= MATERIAL PROVIDED =

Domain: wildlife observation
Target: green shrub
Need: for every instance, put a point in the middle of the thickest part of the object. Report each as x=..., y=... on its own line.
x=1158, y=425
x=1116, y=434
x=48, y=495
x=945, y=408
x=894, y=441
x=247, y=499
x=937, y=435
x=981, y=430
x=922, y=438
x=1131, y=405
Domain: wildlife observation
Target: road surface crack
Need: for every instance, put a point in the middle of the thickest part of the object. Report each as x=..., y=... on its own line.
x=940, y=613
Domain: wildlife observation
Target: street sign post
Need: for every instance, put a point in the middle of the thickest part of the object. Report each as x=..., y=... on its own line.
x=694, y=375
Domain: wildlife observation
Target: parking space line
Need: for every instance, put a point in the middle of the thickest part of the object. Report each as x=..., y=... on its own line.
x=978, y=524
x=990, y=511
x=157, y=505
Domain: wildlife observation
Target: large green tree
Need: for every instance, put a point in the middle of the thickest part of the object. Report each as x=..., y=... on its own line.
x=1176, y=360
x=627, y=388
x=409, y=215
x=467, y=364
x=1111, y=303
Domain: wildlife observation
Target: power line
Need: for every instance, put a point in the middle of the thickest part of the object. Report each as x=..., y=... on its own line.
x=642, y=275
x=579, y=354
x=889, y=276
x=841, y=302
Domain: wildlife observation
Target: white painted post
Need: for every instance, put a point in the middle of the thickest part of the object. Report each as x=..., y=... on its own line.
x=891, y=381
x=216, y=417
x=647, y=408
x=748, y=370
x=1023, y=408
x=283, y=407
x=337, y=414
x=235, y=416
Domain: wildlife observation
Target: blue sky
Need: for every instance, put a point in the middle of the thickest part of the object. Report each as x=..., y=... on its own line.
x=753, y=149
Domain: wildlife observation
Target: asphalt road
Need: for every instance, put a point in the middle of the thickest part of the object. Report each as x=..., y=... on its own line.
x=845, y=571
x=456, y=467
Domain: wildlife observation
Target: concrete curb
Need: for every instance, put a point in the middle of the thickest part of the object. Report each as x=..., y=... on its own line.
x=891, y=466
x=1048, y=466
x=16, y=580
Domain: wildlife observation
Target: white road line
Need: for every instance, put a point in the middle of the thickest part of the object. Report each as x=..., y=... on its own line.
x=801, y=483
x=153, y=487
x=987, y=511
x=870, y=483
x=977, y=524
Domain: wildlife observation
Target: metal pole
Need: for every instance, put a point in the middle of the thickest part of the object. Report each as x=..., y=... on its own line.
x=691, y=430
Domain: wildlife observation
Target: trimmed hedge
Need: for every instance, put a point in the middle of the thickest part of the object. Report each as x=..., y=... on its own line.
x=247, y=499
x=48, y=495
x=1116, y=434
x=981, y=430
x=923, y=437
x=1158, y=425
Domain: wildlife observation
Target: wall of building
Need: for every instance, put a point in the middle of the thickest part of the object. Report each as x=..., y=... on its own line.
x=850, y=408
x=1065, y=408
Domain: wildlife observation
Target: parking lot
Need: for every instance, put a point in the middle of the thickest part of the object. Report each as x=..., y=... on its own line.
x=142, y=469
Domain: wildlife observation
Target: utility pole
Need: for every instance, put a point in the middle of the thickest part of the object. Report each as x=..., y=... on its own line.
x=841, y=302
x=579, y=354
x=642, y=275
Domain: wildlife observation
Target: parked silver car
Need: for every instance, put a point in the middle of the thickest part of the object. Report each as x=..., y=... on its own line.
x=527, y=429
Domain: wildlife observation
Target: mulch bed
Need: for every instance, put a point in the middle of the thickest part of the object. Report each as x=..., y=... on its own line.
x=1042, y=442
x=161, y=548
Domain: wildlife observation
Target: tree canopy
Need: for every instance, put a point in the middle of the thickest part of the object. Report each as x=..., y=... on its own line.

= WHAT YOU NEED TO DO =
Repeat the data in its entirety, character for character.

= EXPECTED OUTPUT =
Domain: wildlife observation
Target: green shrub
Need: for every instance, put a point in the middle of the thickest part of the object. Report each as x=..., y=... on its own line.
x=1158, y=425
x=1116, y=434
x=48, y=495
x=945, y=408
x=894, y=441
x=247, y=499
x=937, y=435
x=981, y=430
x=922, y=438
x=1131, y=405
Domain: wildlife observation
Target: road surface crack
Need: for every instance, put a point in the middle of the thickest part of the object. Report each as x=..., y=... on its own line.
x=940, y=613
Domain: wildlife observation
Target: street sign post
Need: for every instance, put a point in the middle of the thickest part of the object. Report each as x=..., y=... on its own line.
x=694, y=375
Domain: wildlife observation
Target: parking space line
Need: for every instance, put a point in the middle of the thickest part of the object. Report each as x=..., y=... on its own line.
x=978, y=524
x=990, y=511
x=157, y=505
Domain: wildlife observation
Target: large green tree
Need: for every instance, put a point in the middle of the thickest part of the object. Report each as x=..., y=... on its own line.
x=1176, y=360
x=627, y=388
x=409, y=215
x=467, y=364
x=1111, y=303
Domain: wildlife observation
Target: power line
Need: for every instance, put a point in the middle of the thickest part of the object. Report each as x=..., y=... on its own line.
x=642, y=275
x=579, y=354
x=889, y=276
x=841, y=302
Domain: wildlife observation
Target: white painted post
Need: for every instance, put a point in the middle of the thickest part of the object. Report each as x=..., y=... on its own line.
x=891, y=381
x=216, y=417
x=647, y=408
x=748, y=370
x=1023, y=408
x=283, y=407
x=337, y=414
x=235, y=416
Domain: wildlife observation
Target: blue sky
Need: for every instance, put a point in the middle of the thickest part of the object. Report each as x=..., y=... on its own line.
x=753, y=149
Domain: wildlife observation
Target: asphalt road
Need: for every instance, put a point in the middle of the thickest part of the object. Report each as x=..., y=... on its own line.
x=845, y=571
x=456, y=467
Domain: wildlife observation
Target: concrete curb
Need: for every instance, put a point in the middle of the thickest part of the object. Report each as x=..., y=... on its own line.
x=891, y=466
x=1048, y=466
x=16, y=580
Domain: wildlife observation
Target: white road line
Need: for every instance, put a point in the middle of the thickest part of the object. Report each as x=..., y=... on its own line.
x=801, y=483
x=153, y=487
x=987, y=511
x=870, y=483
x=977, y=524
Domain: wildlife observation
Target: metal pole
Need: for every instance, put a point in the middle of the thickest part of the object. Report each as x=..., y=... on its own line.
x=691, y=430
Domain: wildlife observation
Target: trimmed hedge
Need: for every instance, put a point in the middle of the thickest part of the object. Report each as x=..., y=... on its own line.
x=247, y=499
x=48, y=495
x=1116, y=434
x=981, y=430
x=923, y=437
x=1158, y=425
Domain: wildlife observation
Target: wall of building
Need: for every instance, put a point in the middle of the thickest part of the object. Report each as x=..., y=... on its own line.
x=850, y=408
x=1065, y=408
Domain: wildlife observation
Target: parking lot
Need: for every instance, put a point in the middle of the thickest part of the object. Report each as x=..., y=... on its own line.
x=142, y=469
Domain: wildlife observation
Target: utility pole
Need: for every instance, put a point in the middle of the thickest part of the object. Report each as x=..., y=... on its own line.
x=841, y=302
x=579, y=354
x=642, y=275
Domain: wildlife observation
Target: parked silver car
Need: for every instance, put a point in the middle of the thickest part of the object. Report each as x=..., y=... on its own line.
x=527, y=429
Domain: wildlife observation
Target: mulch bed
Need: for every instance, put a point in the middle of the thickest part of the object. Report each as x=..., y=... on its own line.
x=1042, y=442
x=161, y=548
Domain: wildlife observation
Target: tree canopy
Need: for every instance, put a point in the middle of the thickest part of the object. Report each as x=..., y=... on its own line.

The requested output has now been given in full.